Hi,
I'm trying to obtain raw counts for rnaseq expression data for breast cancer. I've extracted the data from the TCGA portal for RNAseq V1 for breast cancer instead of V2 because the latter does not posses "true" raw counts as pointed out elsewhere (non-integers): http://seqanswers.com/forums/showthread.php?t=42911
I was also guided to the ICGC data portal with the hopes of obtaining an already parsed table, which I downloaded for RNA-seq raw counts as well (exp_seq.BRCA-US.tsv
). However, when I tried to double check if both sites (TCGA/IGCG) were in agreement in term of raw counts data for the same individual, I found out that this was not the case. For example in TCGA I find that:
Gene TCGA-AN-A0FL-01A TCGA-AN-A0FT-01A
ACAP3 4832 2580
ACAT1 8202 1916
while for ICGC, the same samples raw count values were:
Gene TCGA-AN-A0FL-01A TCGA-AN-A0FT-01A
ACAP3 0 1148
ACAT1 0 896
Both sites (TCGA / ICGC) state that they are representing raw counts for RNAseq expression data. Am I misinterpreting something here, is there an extra-normalization step not shown?
I would appreciate any help, thanks!

**What this exercise asks**
- 1) In the post about TCGA raw counts, which file was downloaded from the ICGC data portal?
- 2) Decide whether each statement agrees with the post about TCGA raw counts, and quote the words from the post that settle each one.
(a) In TCGA, ACAP3 has a count of 4832 for sample TCGA-AN-A0FL-01A.
(b) The TCGA and ICGC raw counts agreed for the same individuals.
(c) The TCGA data were extracted from RNAseq V2.
- 3) Summarize the post about TCGA raw counts in two sentences.
The material that comes next is drawn from a different source than the post.

**Information supplied**
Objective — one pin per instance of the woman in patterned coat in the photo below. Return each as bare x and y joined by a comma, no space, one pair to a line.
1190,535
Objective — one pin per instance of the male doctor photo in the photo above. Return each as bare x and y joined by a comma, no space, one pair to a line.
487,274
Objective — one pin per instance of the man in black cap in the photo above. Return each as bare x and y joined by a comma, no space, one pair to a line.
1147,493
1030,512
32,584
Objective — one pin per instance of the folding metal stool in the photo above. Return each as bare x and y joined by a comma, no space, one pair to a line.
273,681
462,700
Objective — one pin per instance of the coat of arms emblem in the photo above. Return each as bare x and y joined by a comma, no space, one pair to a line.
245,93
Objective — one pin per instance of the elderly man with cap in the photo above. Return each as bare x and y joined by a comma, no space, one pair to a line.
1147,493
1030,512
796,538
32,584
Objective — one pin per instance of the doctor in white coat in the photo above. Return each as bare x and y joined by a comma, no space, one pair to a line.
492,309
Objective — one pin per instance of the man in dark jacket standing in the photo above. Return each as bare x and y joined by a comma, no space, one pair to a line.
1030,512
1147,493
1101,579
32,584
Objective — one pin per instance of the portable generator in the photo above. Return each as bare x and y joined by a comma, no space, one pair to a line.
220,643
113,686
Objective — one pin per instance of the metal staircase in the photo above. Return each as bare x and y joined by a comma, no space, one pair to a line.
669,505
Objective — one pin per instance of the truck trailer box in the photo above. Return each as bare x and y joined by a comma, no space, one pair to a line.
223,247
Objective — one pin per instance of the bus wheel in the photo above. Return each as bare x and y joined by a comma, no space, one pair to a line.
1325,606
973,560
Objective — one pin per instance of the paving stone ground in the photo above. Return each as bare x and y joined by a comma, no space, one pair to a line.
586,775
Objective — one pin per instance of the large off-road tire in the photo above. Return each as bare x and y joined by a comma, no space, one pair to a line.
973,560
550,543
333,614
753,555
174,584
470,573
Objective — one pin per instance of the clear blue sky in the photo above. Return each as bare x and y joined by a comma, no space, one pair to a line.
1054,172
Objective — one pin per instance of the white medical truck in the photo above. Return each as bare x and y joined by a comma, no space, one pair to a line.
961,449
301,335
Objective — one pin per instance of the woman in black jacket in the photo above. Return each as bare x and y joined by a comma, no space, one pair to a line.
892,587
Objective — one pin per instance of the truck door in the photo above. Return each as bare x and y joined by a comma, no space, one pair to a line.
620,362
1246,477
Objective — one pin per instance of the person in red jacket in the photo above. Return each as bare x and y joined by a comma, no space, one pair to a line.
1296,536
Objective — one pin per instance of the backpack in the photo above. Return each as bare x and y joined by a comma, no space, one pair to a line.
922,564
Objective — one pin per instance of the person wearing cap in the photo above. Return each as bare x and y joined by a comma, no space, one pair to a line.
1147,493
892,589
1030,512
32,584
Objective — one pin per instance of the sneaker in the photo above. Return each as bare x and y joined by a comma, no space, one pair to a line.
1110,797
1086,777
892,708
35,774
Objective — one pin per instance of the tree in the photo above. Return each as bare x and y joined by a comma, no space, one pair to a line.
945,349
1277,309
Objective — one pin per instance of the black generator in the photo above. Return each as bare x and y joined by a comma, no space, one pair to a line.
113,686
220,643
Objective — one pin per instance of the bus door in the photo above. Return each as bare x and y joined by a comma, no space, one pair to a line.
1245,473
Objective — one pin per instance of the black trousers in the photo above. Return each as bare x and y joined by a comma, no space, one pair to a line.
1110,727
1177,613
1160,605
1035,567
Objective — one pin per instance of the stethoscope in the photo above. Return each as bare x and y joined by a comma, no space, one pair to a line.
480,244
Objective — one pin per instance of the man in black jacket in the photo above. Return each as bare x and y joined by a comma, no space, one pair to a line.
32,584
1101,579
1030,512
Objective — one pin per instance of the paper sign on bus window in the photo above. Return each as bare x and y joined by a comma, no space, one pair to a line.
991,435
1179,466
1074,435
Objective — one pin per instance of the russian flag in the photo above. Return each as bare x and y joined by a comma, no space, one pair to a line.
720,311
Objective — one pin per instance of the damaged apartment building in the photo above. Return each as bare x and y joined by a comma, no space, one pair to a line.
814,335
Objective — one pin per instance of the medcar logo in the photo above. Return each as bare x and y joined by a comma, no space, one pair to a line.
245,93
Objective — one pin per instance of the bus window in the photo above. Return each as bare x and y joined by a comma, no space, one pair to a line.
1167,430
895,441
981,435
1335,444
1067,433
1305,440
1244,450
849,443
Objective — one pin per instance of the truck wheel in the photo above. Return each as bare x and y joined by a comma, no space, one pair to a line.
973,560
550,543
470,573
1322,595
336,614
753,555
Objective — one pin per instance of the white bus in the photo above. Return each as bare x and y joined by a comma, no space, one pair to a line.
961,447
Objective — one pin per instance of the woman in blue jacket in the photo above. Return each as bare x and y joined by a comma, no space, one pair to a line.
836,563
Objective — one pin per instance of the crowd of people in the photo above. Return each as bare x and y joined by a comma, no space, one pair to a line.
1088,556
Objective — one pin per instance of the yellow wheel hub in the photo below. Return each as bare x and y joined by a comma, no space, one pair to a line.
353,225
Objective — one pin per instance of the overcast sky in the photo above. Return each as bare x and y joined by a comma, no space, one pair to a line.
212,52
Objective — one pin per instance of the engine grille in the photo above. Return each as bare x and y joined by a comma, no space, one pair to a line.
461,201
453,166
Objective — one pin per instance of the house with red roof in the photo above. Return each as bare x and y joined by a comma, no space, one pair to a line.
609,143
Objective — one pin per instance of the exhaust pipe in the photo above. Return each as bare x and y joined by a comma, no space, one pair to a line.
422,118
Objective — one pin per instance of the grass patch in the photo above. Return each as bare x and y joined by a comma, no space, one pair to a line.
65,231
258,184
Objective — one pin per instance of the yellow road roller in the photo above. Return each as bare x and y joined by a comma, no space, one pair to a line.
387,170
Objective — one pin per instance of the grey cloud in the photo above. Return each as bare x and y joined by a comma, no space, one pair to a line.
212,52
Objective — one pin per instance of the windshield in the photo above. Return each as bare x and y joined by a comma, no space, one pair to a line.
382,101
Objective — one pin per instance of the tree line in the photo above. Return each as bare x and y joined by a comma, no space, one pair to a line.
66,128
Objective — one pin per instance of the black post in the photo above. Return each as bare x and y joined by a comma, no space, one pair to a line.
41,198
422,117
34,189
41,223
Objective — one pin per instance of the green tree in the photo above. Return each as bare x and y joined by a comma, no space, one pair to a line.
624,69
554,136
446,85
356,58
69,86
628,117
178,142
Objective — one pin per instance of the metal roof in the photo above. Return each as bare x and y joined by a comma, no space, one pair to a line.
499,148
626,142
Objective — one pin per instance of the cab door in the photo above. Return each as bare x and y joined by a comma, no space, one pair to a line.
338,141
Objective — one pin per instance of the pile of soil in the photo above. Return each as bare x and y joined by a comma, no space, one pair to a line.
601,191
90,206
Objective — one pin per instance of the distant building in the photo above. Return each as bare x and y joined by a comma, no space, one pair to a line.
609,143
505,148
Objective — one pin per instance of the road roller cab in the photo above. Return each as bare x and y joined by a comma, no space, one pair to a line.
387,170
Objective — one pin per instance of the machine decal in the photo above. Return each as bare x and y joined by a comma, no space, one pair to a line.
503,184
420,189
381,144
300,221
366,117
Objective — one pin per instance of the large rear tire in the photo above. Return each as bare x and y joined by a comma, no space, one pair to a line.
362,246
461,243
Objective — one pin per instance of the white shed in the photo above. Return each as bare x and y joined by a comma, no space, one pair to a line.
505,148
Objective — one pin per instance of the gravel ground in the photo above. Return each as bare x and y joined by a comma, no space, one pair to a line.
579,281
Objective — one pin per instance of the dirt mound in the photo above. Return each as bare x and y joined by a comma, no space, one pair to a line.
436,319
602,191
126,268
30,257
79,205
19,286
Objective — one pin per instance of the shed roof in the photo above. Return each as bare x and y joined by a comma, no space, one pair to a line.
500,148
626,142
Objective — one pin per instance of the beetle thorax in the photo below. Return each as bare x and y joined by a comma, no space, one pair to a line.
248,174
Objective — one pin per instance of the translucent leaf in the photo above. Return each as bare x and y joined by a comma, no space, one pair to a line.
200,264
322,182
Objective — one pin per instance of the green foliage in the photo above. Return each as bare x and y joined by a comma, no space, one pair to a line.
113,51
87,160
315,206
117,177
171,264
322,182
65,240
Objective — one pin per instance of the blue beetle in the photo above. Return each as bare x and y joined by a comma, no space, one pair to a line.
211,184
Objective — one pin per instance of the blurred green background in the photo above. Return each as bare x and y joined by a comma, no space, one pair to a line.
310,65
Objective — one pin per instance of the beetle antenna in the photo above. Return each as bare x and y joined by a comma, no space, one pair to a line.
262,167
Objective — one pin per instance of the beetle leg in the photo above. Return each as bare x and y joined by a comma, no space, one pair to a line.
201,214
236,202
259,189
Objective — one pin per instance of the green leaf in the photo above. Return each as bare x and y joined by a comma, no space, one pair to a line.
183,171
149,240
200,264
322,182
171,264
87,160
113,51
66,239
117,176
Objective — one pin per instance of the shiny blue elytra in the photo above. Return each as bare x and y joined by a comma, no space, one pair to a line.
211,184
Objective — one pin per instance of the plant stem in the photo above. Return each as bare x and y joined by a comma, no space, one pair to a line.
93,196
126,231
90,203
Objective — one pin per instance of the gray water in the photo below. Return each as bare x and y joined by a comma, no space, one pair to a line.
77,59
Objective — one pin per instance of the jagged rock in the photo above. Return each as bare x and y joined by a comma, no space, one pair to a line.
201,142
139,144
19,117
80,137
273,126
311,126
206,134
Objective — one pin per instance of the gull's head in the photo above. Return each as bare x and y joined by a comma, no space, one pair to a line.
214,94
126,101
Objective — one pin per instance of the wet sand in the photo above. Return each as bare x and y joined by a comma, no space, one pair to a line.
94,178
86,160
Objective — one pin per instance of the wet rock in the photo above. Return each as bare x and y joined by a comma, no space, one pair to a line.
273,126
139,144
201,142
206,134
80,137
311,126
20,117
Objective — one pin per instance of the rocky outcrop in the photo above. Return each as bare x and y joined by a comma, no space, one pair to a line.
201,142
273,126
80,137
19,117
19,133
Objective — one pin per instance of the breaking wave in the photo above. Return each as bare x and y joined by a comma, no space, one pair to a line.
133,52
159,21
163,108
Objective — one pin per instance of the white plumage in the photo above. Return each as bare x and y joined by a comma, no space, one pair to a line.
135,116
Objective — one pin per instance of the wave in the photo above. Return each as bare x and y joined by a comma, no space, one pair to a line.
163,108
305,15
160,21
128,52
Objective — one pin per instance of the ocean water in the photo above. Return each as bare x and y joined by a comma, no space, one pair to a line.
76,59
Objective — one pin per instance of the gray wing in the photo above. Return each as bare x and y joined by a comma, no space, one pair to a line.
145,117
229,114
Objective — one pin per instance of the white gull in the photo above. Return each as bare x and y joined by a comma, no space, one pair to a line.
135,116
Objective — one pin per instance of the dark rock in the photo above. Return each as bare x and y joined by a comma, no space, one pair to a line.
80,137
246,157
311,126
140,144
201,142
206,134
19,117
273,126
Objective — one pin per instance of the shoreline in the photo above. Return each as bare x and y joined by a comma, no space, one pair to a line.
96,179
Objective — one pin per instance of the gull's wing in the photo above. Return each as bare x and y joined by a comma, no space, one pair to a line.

**Solved problems**
- 1) exp_seq.BRCA-US.tsv

- 2)
(a) Yes: "ACAP3 4832 2580"
(b) No: "I found out that this was not the case."
(c) No: "I've extracted the data from the TCGA portal for RNAseq V1 for breast cancer instead of V2"

- 3) The writer extracted breast cancer RNA-seq raw counts from the TCGA portal using RNAseq V1, because V2 does not have true integer raw counts, and also downloaded a raw-count table from the ICGC data portal. A check of the same samples showed that the two sources disagree, so the writer asks whether an unshown extra normalization step explains the difference.